» Required task 1:
Reproduce the exhibit passage, beginning at the words "The exhibit is" and stopping after "told Daily Hive.", and swap "Daily Hive" for "the press" throughout that stretch.
» Required task 2:
List every line of the records that contains the string "triangle".

» Excerpt to read:
----------

In Punjabi, Lapata translates to a “missing or disappeared person” and to this day, the not number Sikhs killed during this period is still unknown. In an attempt to flee the violence, many Sikhs made their way to Canada during the 1980s and 90s.
The exhibit is a collaboration between renowned Indian multimedia journalist Abhishek Madhukar and international non-profit aid and relief organization Khalsa Aid International.
“What we want people to see is an event from 20 years ago that is still very personal to the Sikh community here and also there has really been no closure and no justice,” Jatinder Singh, Canadian director of Khalsa Aid, told Daily Hive.
“These families within India are still waiting for justice are still trying to figure out when their loved one passed away and they can’t even get a simple death certificate because their family member just disappeared. ”
The photos captured by Madhukar are riveting. The black and white portraits show the sombre faces of mothers and fathers holding up pictures of their missing children. They are still left with no answers and continue to grieve the loss of their loved ones.

----------

» Information given:
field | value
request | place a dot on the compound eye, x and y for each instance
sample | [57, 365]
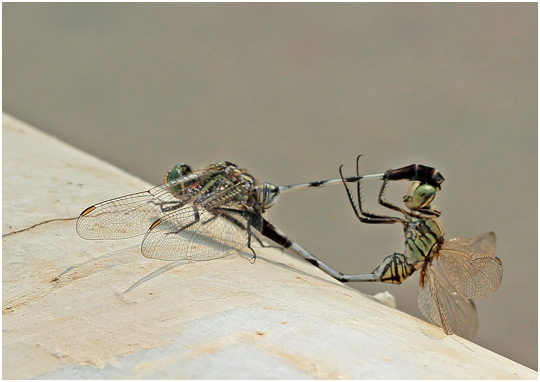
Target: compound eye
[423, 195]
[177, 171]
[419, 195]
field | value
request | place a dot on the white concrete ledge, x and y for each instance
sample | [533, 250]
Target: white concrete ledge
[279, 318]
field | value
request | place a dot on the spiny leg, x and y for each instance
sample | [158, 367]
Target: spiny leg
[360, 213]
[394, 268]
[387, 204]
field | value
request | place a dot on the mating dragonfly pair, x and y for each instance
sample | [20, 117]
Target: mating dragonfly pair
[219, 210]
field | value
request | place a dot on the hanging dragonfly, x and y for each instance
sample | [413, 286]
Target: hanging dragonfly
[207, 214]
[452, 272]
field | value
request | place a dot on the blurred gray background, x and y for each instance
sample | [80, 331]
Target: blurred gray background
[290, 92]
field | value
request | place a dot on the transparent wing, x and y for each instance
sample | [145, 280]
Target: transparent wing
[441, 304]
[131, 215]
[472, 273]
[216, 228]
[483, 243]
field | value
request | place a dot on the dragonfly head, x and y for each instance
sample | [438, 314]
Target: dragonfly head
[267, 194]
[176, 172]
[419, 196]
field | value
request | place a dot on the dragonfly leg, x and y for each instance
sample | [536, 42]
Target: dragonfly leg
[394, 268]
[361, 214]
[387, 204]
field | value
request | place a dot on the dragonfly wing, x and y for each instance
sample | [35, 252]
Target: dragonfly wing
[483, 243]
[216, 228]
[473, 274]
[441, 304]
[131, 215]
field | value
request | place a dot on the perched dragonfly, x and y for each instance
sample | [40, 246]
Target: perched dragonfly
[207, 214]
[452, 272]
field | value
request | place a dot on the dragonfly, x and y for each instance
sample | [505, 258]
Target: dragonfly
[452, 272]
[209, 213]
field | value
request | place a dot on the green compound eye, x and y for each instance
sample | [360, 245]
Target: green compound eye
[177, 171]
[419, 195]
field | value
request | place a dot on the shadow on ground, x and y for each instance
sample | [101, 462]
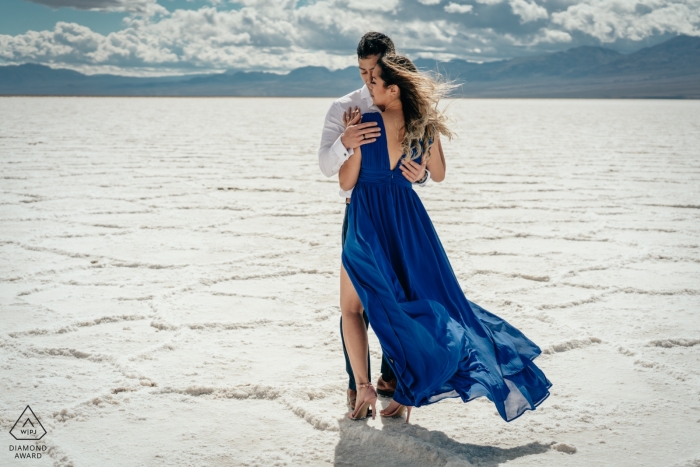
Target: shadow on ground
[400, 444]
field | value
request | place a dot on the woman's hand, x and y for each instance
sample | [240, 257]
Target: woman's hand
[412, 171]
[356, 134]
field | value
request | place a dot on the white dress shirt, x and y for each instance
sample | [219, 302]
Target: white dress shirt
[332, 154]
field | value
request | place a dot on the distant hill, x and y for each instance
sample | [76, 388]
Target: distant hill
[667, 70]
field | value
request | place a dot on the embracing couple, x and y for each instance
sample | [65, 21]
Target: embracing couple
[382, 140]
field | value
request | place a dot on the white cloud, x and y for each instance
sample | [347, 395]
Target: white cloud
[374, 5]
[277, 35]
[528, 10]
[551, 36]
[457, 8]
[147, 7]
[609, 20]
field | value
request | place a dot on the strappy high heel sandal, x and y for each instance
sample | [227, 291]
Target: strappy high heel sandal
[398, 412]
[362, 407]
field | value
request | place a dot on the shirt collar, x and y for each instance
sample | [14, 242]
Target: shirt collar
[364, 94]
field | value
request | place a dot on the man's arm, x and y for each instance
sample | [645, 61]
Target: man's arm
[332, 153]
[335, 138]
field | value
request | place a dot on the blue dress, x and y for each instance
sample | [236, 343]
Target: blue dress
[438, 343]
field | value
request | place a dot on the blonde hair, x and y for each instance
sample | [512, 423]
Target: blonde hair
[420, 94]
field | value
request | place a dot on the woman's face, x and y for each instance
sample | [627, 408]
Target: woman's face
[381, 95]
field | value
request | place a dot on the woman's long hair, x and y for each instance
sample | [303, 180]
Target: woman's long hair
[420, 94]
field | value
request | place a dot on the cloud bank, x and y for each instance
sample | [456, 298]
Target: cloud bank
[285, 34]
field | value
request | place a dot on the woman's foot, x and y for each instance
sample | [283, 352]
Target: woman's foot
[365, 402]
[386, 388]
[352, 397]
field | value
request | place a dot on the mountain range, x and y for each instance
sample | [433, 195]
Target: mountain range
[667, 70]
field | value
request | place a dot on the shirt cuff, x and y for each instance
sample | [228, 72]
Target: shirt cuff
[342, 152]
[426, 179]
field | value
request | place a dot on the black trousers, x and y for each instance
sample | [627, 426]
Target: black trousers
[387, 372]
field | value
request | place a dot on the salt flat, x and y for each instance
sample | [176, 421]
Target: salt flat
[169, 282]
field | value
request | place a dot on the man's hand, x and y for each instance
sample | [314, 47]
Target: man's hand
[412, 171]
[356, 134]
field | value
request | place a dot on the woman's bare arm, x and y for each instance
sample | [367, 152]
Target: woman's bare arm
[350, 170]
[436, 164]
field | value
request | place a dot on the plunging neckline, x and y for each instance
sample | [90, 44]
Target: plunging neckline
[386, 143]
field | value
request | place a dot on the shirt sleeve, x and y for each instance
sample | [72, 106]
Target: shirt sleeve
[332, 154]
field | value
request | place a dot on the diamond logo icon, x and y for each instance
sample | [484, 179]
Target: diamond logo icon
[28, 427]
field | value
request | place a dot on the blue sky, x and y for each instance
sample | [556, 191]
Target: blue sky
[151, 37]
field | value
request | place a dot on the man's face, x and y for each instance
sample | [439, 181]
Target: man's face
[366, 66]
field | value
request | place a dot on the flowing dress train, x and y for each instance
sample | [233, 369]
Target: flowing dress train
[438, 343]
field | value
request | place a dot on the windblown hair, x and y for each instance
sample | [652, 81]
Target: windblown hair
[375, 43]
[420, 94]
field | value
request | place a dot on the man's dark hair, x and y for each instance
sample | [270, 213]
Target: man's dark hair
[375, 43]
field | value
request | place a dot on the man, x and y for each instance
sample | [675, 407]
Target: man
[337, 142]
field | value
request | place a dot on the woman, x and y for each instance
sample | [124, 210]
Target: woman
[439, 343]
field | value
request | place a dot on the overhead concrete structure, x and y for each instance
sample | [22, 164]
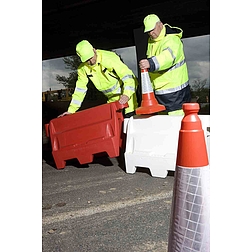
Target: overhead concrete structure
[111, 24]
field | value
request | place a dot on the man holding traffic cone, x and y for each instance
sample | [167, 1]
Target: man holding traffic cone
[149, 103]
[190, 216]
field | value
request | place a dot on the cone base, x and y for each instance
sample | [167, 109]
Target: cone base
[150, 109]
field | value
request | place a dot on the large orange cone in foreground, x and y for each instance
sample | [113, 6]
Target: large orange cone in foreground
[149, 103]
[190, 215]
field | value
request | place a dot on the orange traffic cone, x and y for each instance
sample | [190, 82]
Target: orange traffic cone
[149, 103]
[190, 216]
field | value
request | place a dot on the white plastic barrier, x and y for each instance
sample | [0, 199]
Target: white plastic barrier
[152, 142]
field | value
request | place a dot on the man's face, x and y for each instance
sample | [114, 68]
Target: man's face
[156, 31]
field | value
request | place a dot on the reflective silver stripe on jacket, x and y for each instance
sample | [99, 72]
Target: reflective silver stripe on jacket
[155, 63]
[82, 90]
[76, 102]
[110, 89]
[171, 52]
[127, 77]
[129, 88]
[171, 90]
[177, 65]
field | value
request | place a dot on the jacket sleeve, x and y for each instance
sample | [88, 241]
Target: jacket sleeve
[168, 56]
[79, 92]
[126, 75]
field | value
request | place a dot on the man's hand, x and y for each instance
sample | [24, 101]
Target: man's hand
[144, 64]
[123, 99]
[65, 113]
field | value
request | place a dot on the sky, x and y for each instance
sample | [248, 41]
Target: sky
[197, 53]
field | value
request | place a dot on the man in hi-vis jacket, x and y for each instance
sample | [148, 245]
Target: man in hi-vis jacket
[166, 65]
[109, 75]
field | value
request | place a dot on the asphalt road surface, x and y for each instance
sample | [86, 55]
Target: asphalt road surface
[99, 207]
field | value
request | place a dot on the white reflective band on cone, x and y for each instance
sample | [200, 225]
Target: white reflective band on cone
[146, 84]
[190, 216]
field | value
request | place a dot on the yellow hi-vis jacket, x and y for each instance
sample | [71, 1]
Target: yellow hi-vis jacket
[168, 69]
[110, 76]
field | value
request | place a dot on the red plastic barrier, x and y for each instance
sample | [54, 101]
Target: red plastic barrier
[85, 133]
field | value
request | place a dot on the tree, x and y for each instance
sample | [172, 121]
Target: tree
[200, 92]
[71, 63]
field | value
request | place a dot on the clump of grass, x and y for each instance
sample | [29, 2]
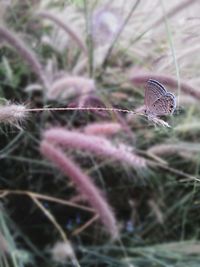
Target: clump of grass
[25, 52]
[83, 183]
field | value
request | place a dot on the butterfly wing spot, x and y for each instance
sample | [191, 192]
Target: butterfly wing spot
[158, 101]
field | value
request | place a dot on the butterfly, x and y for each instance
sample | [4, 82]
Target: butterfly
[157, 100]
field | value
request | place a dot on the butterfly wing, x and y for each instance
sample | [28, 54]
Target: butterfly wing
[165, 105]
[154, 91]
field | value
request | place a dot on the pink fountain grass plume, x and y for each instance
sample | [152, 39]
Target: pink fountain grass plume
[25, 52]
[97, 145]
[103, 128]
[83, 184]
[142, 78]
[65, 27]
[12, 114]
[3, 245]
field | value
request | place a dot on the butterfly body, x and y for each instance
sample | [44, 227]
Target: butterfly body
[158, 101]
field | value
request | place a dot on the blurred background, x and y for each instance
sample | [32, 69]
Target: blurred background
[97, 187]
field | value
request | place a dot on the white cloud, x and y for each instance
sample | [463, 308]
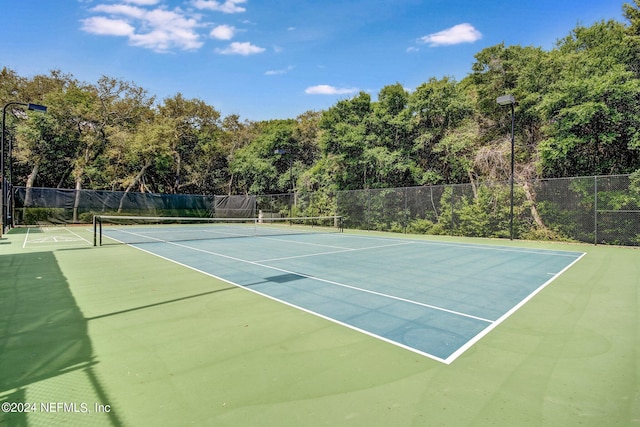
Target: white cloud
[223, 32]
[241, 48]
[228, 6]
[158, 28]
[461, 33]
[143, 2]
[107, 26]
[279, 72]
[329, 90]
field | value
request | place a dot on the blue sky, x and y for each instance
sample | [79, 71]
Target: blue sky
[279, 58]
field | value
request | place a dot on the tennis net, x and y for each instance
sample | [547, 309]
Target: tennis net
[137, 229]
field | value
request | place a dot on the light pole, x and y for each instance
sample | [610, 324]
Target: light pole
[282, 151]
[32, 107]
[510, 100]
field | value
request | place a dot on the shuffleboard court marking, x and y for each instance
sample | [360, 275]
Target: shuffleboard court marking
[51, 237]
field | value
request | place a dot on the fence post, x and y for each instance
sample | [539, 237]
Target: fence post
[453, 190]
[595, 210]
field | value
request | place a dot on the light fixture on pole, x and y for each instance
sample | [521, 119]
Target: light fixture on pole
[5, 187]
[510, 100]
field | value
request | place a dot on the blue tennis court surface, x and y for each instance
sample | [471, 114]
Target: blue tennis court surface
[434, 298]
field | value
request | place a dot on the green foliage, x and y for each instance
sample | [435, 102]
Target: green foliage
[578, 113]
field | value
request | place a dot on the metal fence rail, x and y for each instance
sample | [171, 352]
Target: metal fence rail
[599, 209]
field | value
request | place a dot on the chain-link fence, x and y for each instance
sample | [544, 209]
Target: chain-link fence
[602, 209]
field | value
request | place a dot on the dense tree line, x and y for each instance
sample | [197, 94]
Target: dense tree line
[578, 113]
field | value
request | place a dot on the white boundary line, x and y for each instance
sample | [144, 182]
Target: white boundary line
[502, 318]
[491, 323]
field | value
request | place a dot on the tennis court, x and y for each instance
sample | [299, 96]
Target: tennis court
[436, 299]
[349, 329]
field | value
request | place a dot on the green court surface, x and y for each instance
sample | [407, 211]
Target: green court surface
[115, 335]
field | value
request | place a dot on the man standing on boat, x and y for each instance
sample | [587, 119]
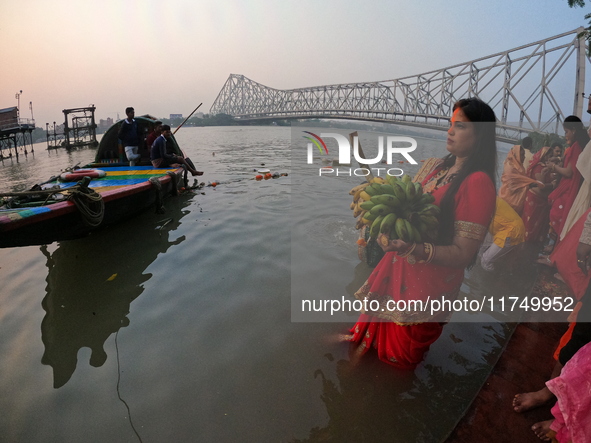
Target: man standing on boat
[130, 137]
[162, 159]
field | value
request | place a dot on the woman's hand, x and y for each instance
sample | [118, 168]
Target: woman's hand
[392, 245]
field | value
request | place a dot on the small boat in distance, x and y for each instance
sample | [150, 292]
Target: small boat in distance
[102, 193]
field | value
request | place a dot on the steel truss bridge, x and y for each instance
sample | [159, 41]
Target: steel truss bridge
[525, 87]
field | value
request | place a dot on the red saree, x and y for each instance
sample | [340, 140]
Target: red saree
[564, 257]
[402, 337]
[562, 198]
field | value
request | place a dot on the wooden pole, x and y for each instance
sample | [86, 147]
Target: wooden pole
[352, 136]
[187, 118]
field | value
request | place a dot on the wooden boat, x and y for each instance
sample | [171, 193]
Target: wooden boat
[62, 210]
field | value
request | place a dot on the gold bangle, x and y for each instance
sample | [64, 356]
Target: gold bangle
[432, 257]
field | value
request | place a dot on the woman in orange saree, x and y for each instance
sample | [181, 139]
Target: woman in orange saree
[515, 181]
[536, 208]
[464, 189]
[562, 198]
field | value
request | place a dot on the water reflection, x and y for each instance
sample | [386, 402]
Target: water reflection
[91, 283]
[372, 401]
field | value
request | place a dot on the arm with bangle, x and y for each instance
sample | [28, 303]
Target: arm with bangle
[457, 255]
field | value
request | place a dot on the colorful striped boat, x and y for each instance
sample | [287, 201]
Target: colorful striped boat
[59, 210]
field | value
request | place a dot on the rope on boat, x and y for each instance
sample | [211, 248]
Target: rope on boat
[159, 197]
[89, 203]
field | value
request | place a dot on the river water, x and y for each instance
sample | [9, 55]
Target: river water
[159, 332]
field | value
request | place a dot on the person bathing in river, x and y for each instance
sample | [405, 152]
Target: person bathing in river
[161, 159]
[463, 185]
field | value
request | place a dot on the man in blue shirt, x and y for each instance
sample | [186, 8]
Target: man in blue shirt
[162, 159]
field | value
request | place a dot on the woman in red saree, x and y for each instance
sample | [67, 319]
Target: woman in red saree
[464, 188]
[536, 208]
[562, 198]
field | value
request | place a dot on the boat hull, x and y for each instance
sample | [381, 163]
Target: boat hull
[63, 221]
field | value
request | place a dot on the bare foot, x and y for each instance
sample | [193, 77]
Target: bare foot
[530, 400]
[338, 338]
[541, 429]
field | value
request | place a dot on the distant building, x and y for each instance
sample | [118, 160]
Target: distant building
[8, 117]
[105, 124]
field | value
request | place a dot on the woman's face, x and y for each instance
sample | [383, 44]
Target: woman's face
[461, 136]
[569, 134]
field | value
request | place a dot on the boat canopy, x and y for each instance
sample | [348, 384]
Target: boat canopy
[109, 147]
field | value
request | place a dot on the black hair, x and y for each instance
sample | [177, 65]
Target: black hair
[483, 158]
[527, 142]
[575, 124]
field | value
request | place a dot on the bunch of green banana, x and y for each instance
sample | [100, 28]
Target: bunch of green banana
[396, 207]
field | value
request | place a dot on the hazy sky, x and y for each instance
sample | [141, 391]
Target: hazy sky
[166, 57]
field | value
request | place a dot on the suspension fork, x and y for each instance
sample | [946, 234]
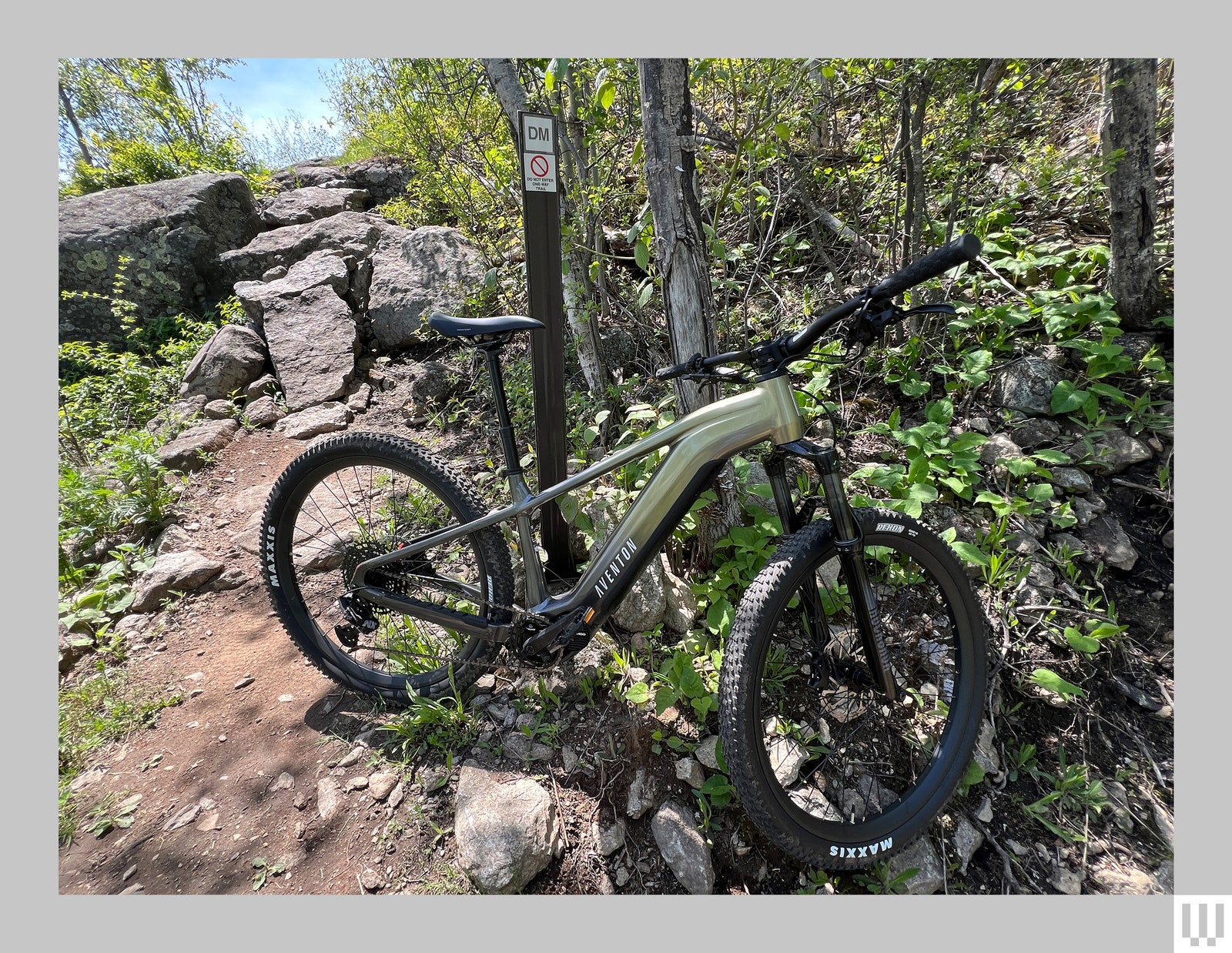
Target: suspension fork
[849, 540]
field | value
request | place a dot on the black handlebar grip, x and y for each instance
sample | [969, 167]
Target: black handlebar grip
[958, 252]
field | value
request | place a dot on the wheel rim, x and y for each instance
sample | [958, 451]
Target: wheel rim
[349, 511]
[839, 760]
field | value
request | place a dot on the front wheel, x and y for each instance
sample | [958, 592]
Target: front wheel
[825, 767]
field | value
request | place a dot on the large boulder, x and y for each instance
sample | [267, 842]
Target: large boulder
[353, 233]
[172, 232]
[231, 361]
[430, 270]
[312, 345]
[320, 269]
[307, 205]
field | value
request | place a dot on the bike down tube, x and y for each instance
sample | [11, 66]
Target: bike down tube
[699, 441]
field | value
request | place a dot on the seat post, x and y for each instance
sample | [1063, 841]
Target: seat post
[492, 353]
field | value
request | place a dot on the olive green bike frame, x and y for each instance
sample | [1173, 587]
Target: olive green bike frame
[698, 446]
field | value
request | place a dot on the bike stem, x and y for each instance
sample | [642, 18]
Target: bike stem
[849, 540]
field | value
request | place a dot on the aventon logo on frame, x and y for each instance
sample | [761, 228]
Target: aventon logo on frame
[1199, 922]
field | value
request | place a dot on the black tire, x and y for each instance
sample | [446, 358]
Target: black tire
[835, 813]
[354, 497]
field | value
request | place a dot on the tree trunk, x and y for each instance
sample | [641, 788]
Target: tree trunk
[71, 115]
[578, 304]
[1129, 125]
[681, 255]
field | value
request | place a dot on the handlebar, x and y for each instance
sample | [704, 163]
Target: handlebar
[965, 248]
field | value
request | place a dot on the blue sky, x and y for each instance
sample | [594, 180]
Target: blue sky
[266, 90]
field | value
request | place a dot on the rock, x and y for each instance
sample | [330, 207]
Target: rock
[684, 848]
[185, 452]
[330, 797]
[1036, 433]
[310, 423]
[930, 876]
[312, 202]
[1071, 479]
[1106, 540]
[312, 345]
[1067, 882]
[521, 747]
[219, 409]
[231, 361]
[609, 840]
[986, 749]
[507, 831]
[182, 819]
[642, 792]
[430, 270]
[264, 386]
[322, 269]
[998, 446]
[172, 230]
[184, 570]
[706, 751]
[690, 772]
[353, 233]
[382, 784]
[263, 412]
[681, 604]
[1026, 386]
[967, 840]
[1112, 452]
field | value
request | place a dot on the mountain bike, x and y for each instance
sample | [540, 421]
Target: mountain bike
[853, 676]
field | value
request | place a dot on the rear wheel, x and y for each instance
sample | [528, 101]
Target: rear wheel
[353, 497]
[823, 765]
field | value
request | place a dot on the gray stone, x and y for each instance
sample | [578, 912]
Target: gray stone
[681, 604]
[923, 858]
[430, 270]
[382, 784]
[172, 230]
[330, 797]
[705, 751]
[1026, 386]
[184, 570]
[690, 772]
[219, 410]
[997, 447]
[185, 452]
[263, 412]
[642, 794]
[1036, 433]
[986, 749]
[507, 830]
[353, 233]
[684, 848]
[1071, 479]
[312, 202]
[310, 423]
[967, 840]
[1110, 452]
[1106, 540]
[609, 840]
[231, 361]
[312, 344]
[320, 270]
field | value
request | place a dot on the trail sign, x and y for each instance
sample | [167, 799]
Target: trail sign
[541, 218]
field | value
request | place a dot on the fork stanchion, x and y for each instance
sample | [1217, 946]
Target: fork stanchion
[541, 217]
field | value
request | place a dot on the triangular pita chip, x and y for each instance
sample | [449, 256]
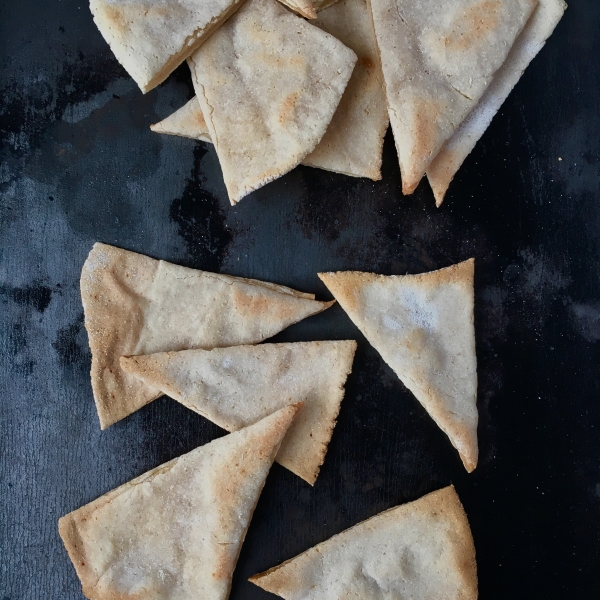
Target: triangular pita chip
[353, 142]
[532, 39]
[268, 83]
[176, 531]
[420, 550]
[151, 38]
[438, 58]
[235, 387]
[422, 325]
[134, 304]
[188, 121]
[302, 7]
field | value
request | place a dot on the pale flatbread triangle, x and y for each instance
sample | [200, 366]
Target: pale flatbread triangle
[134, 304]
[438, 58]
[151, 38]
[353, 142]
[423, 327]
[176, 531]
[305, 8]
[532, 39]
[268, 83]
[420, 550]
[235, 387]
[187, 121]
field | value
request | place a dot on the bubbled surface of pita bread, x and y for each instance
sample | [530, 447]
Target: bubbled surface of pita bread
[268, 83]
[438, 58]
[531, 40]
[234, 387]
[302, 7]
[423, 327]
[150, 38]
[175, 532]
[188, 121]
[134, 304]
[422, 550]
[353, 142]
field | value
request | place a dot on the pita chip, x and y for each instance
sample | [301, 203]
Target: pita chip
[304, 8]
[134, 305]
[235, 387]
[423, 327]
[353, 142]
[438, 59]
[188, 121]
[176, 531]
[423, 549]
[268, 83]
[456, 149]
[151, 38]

----------

» Correct response 1:
The exhibit is a collaboration between renowned Indian multimedia journalist Abhishek Madhukar and international non-profit aid and relief organization Khalsa Aid International.
“What we want people to see is an event from 20 years ago that is still very personal to the Sikh community here and also there has really been no closure and no justice,” Jatinder Singh, Canadian director of Khalsa Aid, told the press.

» Correct response 2:
request | place a dot on the pale flatbread triangle, x and y for each instance
Target: pale flatbread triangle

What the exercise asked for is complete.